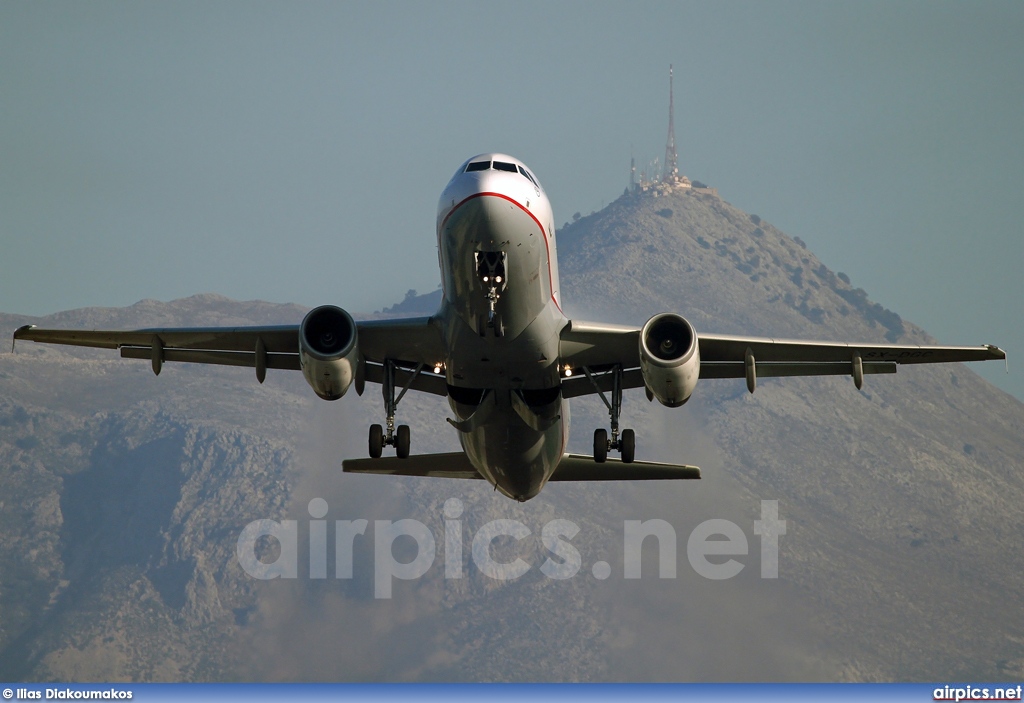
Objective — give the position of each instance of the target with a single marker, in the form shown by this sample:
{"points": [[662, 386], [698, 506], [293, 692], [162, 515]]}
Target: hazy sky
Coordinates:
{"points": [[294, 151]]}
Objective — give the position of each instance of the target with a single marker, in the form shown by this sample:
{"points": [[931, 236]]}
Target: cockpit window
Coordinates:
{"points": [[526, 173]]}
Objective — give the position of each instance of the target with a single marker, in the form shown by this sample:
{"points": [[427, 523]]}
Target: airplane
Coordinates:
{"points": [[503, 352]]}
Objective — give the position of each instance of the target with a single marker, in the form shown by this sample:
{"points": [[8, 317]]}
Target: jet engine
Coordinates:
{"points": [[670, 358], [329, 352]]}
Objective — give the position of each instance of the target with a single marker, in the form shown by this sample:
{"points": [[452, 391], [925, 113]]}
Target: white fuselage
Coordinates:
{"points": [[496, 236]]}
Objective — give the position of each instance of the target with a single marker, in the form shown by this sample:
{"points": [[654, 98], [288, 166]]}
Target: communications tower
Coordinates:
{"points": [[671, 172]]}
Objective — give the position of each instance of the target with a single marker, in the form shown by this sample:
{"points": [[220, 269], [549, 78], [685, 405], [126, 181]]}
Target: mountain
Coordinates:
{"points": [[124, 495]]}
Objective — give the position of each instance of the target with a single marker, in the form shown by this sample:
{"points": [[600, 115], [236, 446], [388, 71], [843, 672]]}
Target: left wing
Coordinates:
{"points": [[598, 347], [409, 343]]}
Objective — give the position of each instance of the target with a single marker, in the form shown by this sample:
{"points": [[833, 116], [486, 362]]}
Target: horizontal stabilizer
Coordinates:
{"points": [[584, 468], [450, 466]]}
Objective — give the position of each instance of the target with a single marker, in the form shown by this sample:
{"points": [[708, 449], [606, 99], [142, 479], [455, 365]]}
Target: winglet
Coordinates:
{"points": [[18, 334]]}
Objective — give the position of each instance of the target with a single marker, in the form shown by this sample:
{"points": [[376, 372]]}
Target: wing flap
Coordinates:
{"points": [[448, 466], [416, 340], [223, 358], [282, 339], [597, 345], [732, 348], [584, 468], [734, 369]]}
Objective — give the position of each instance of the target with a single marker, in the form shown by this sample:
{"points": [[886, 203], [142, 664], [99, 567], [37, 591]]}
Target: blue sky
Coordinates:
{"points": [[294, 151]]}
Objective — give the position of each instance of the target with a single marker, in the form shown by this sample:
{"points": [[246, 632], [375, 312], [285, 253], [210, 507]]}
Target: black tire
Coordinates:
{"points": [[628, 446], [600, 445], [401, 443], [376, 441]]}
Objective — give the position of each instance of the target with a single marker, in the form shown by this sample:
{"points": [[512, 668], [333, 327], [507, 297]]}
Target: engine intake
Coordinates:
{"points": [[670, 358], [329, 351]]}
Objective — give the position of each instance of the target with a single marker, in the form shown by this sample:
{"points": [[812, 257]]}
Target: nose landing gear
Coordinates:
{"points": [[491, 271]]}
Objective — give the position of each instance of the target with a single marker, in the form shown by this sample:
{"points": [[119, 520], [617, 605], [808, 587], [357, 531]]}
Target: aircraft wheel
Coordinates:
{"points": [[376, 440], [600, 445], [628, 445], [401, 445]]}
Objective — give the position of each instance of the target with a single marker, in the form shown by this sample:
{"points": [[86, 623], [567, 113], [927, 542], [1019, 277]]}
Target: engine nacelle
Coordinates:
{"points": [[670, 358], [329, 351]]}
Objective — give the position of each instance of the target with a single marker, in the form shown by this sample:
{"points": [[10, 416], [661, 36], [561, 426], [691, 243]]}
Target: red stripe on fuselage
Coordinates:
{"points": [[544, 233]]}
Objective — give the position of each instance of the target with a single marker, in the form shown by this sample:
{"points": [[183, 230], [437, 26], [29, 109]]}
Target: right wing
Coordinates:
{"points": [[409, 343]]}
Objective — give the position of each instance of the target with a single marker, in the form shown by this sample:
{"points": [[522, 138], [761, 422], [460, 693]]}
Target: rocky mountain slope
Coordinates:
{"points": [[122, 496]]}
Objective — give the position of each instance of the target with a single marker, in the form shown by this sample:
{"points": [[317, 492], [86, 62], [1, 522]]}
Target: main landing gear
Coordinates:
{"points": [[395, 437], [625, 443]]}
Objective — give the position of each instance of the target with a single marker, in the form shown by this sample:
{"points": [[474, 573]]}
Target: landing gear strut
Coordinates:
{"points": [[390, 435], [625, 443], [491, 271]]}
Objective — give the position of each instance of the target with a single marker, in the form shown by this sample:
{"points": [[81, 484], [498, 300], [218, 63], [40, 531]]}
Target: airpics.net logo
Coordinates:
{"points": [[712, 547]]}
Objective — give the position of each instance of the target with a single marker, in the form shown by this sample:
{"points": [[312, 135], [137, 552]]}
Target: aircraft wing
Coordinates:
{"points": [[598, 347], [407, 342], [570, 468]]}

.....

TASK BRIEF
Set down all the data again exactly as above, pictures excluded.

FULL RESPONSE
Objective — give the position of each instance of the target with a single marker, in the form shown by this sample:
{"points": [[662, 386], [698, 506], [293, 692], [162, 515]]}
Target: hazy sky
Coordinates:
{"points": [[294, 151]]}
Objective — give the position of each instance of the target with a single marker, in the form shown by this sample:
{"points": [[931, 236]]}
Target: cockpit window
Coordinates:
{"points": [[526, 173]]}
Objective — give the position of each instance of the target with a single marker, in the form shown by this sample:
{"points": [[427, 523]]}
Target: airplane
Coordinates:
{"points": [[503, 352]]}
Objective — give the position of each instance of the target with a single marker, in the form shown by this sample:
{"points": [[8, 317]]}
Target: jet engine
Coordinates:
{"points": [[670, 358], [329, 352]]}
Objective — give the position of each instance of the target with a single marker, in the form shown by this sample:
{"points": [[452, 391], [925, 113]]}
Target: white fuselage
Coordinates:
{"points": [[496, 236]]}
Objective — give the position of each instance of the target with a single marker, in the form shown by this sample:
{"points": [[654, 98], [288, 166]]}
Target: communications tower
Coordinates:
{"points": [[671, 172]]}
Objective — give the position of each instance of the target with a single marker, in the form shown by this sample:
{"points": [[220, 269], [549, 78], [685, 405], [126, 181]]}
Target: mountain
Coordinates:
{"points": [[124, 495]]}
Objective — give the position of each instance of the target with a single marker, in the form shown by this sample:
{"points": [[600, 115], [236, 446], [388, 71], [843, 672]]}
Target: left wing
Coordinates:
{"points": [[598, 347], [409, 343]]}
Objective — give the position of each instance of the target with a single marker, in the form shown by this sample:
{"points": [[833, 116], [486, 362]]}
Target: horizontal stabilizer
Coordinates:
{"points": [[584, 468], [450, 466]]}
Objective — give the position of each instance of the target with a single marker, in the form shown by this sample:
{"points": [[708, 449], [606, 99], [142, 479], [455, 365]]}
Target: winglet
Coordinates:
{"points": [[18, 334]]}
Objective — give the position of each instance of the target with a single marker, in the form shown by this sample:
{"points": [[376, 372]]}
Target: wing flap
Coordinates:
{"points": [[448, 466], [416, 340], [223, 358], [282, 339], [597, 345], [732, 348], [584, 468], [734, 369]]}
Objective — give the position of each instance of the target with a single marker, in the form shown by this sample:
{"points": [[886, 203], [142, 664], [99, 567], [37, 591]]}
Target: blue sky
Coordinates:
{"points": [[294, 151]]}
Objective — give the position of each instance of the target with a single marker, in the form shown by this sample:
{"points": [[246, 632], [375, 312], [285, 253], [210, 507]]}
Target: black tire
Coordinates:
{"points": [[628, 446], [600, 445], [401, 443], [376, 441]]}
Objective — give the position of each instance of the target with a single marker, in the form shown by this sample:
{"points": [[512, 668], [333, 327], [507, 297]]}
Target: engine intake
Coordinates:
{"points": [[670, 358], [329, 351]]}
Objective — give the position of each instance of the target with a single marker, in the form shown by this sample:
{"points": [[812, 257]]}
Target: nose landing gear
Coordinates:
{"points": [[491, 271]]}
Objective — give the position of each instance of the target with a single marker, in the form shown by this sample:
{"points": [[119, 520], [617, 605], [808, 587], [357, 531]]}
Target: aircraft wheel
Coordinates:
{"points": [[376, 440], [600, 445], [628, 445], [401, 445]]}
Objective — give the position of each instance of the target with a single marker, in the form shown by this sample:
{"points": [[86, 623], [567, 113], [927, 542], [1019, 277]]}
Target: engine nacelle
Coordinates:
{"points": [[670, 358], [329, 351]]}
Objective — give the position of each instance of the target with a single marker, in the form shown by this sample:
{"points": [[10, 416], [661, 36], [561, 426], [691, 243]]}
Target: red stripe on fuselage
Coordinates:
{"points": [[544, 233]]}
Objective — give the position of each instance of the target with a single marker, in the form shown by this sample:
{"points": [[183, 230], [437, 26], [29, 109]]}
Target: right wing
Coordinates:
{"points": [[409, 343]]}
Objective — give the position of each instance of the target with a single marker, in the form shown by this sample:
{"points": [[522, 138], [761, 422], [460, 693]]}
Target: rocky mountain slope
Coordinates:
{"points": [[122, 496]]}
Objective — give the position of each instance of the target with a single marker, in the form shown by this sample:
{"points": [[317, 492], [86, 62], [1, 522]]}
Target: main landing gear
Coordinates:
{"points": [[395, 437], [625, 443]]}
Objective — give the position of each instance of the target with a single marker, in the form shown by this sample:
{"points": [[474, 573]]}
Target: landing gear strut
Coordinates:
{"points": [[390, 435], [625, 443], [491, 271]]}
Objective — give the position of each instance of the target with a single marker, in the form shown by this sample:
{"points": [[81, 484], [498, 300], [218, 63], [40, 531]]}
Target: airpics.net logo
Coordinates:
{"points": [[712, 547]]}
Objective — give the position of each instance of the target with a single marker, in the form shown by this sample:
{"points": [[312, 135], [137, 552]]}
Target: aircraft wing
Coordinates:
{"points": [[598, 347], [407, 342], [570, 468]]}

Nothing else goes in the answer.